**TASK LIST:**
1. According to the talk on the Cramium Labs bootloader, how long has Crossbar been around, and what has it mostly worked on?
2. List every crypto function that the talk on the Cramium Labs bootloader names as one used to implement the functions.
3. Pick up the talk on the Cramium Labs bootloader after its last sentence and carry it on.

**EXTRACT:**
Bootloader (Cramium Labs)
Good morning. I work for Crossbar and Cramium. We have a new subsidiary of Crossbar called Cramium Labs which works on crypto controllers. Crossbar has been around for 12 years mostly working on resistive memories. Cramium Labs is a subsidiary that uses some of that Crossbar memory technology focusing on cryptocurrency and security where it has more crypto engine demands. This is a brand new division, but about 9 months in development. You can find more information in the link here.
Bootloader
The question we have today is about the bootloader. We're making chips, not systems, at this point. What should the bootloader do for this community? Should it be very minimum code that only opens up the communication port and OEM will take care of everything else? Should it do all the crypto engines at the API level, and let the OEM do more of the IOs and displays, and customizations? This is the question for this group. Or should it be something in between? How much does the OEM trust the manufacturer? Bunnie mentioned that there's basically no trust. But what can we do to improve that perception?
Block diagram
Here's a block diagram of a typical crypto processor. This is not necessarily what we're working on but this is pretty standard. It has a lot of accelerators here in the block diagram. All the primitives. It has a large megabyte of non-volatile memory. Besides code, there is also configurations, keys, secrets, and bootloaders and user code and so forth. You maybe only need an external SD card for updates. Other than that, all the code would be running here.
If the code is not big enough, then some of this NVM could be used for updates so there's no reason to use SD cards there because you can use the empty space for that. Once it's validated, you can go back to having free space.
It's a microcontroller, so of course it has IO ports. This is pretty typical. These are the crypto functions that we use to implement the functions themselves: some of them are hash functions, symmetric encryption, elliptic curve cryptography, EdDSA, ECDH, key derivation, secp256k1 curve, Curve25519.... Acceleratorsare designed so that the information remains in the crypto engine for the next atomic operation, so you can use those atomic operations within the crypto accelerators that none of the intermediate values will leave the crypto engines. You only give the inputs, and at the end you get the outputs. That is, if you choose to code it that way.
Minimalism view
If you look at the minimalistic view of what the firmare looks like with a product like that, there's a small bootloader. This non-volatile memory here is expanded on the right-side of this diagram. Of All the chip bootloader does is open up the ports and let the OEM download an OEM bootloader, so it really doesn't do anything. There's also manufacturer areas and trims and categorization data and so on. Maybe we just move the lifecycle of the device from chip to OEM. Very small amounts of code. This code is just for loading the OEM bootloader once the OEM bootloader is loaded then, you don' t even use that. So there's absolutely no trust in the software that is loaded into this.
Lifecycle progression
If you look at the lifecycle progression, during the test of the controller we do this part, then we ship it to the OEM and they move the lifecycle from chip to OEM, and maybe they will use some of the slots while doing that, like adding secrets and keys and so on, and it will configure how those slots are going to be used.
It also loads the OEM bootloader, and the chip bootloader would no longer be used, and the reset vector would move from here to here. So this part of the memory can be reused because the OEM still can do everything that the chip bootloader does and a lot more.

**DATA EXTRACT:**
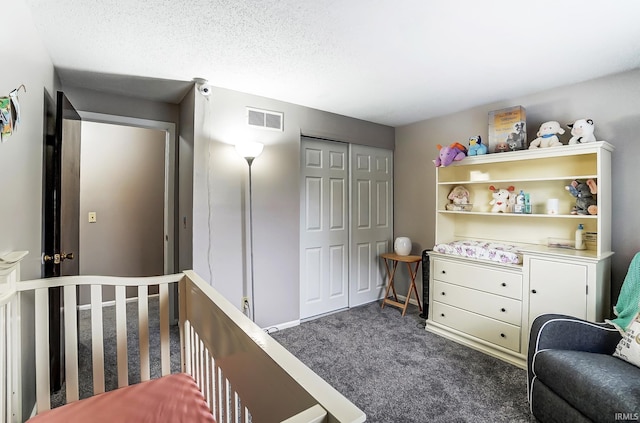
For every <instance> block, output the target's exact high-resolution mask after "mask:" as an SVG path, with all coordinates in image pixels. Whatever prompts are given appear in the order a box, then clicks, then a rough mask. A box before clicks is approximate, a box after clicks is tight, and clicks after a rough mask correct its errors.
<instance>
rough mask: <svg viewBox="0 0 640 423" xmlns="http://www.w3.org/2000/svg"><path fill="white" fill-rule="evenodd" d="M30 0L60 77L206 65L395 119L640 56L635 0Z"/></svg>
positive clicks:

**SET OF ANSWERS:**
1. Crossbar has been around for 12 years, mostly working on resistive memories.

2.
- hash functions
- symmetric encryption
- elliptic curve cryptography
- EdDSA
- ECDH
- key derivation
- secp256k1 curve
- Curve25519

3.
The way we're thinking right now is only one-way lifecycle progressions that can only go forward. Once you go from chip to OEM, you can't rollback the chip for security reasons. One of the questions I have at the end is, do we need to go back to some test mode or something where we can have a post-mortem when some parts come back? How do we know what went wrong if we don't have full access into user mode into the chip without being backdoored? You don't want to have a backdoor...
Full-feature software
The other option is to have full-feature software where everything here, like the cryptographic algorithms, are loaded into the chip bootloader. All the crypto functions get loaded during manufacturing. So you have the tirms and everything of course, but we still move the lifecycle to OEM, but now we put a lot of information into the chip and we might use some keys and passwords space and some of the configurations of those slots.
In this case, not only does it open up the ports, it also.... it has all the crypto functions and once itgets loaded, you can only execute from that, you cannot .. you might have some keys or things like that. It cannot be read or written to, if it is only execute.
It could also additionally have an OEM bootloader that adds additional crypto functions that were not part of the standard offering. Once they add that, they would have to lock it up again, and it needs to be executable-only again.
There's always user space for customizations and upgrades, for post-production updates. This is the standard user code upgradeable, it's signed and it's upgradeable.
Lifecycle progress
The lifecycle would go from OEM to user mode, this was the OEM lifecycle. So we ship the parts, but then, the user will fill in the rest of the- they will add in the seeds, PINs, and things like that, and of course, the user code then gets loaded also. Once you go to this lifecycle, then this is the finished product.
Questions?
The questions I have are, what can we do to improve this? How can we use architecture to gain your trust in the chip? The whole idea is that we want to reduce the time to market. If you already have all the codes, then, what other tools can we send to increase your trust in the code and hardware that we are shipping?
Do we need to have some features like supply chain authentication of the chip itself? Should it be also done at the chip level to check authenticity of the chip? Is it important to support reverse lifecycle progression, which could destroy all the secrets? Is that something that is desirable? But then how do you trust that we do really destroy the secrets, and so on?
What should we consider features that should be shipped in such a product? What features should we be concentrating on?
Q: Thanks for the presentation. My biggest thing would be to see the code be open-sourced and be made available whatever that code happens to be. The most trustable for me would be if I had the code, I could compile it and load it into the chip at the factory. That removes the trust from you. You could provide the code, we can compile it and modify it, and then at the factory we know exactly what's going into the device.
So you would prefer the minimalist vision, with the source code? In this market, of course, it has ot be open-source code.
Q: What's in that chip bootloader? I want as little as possible in there.
All it does is let you .. one of these ports to.. That's all it does.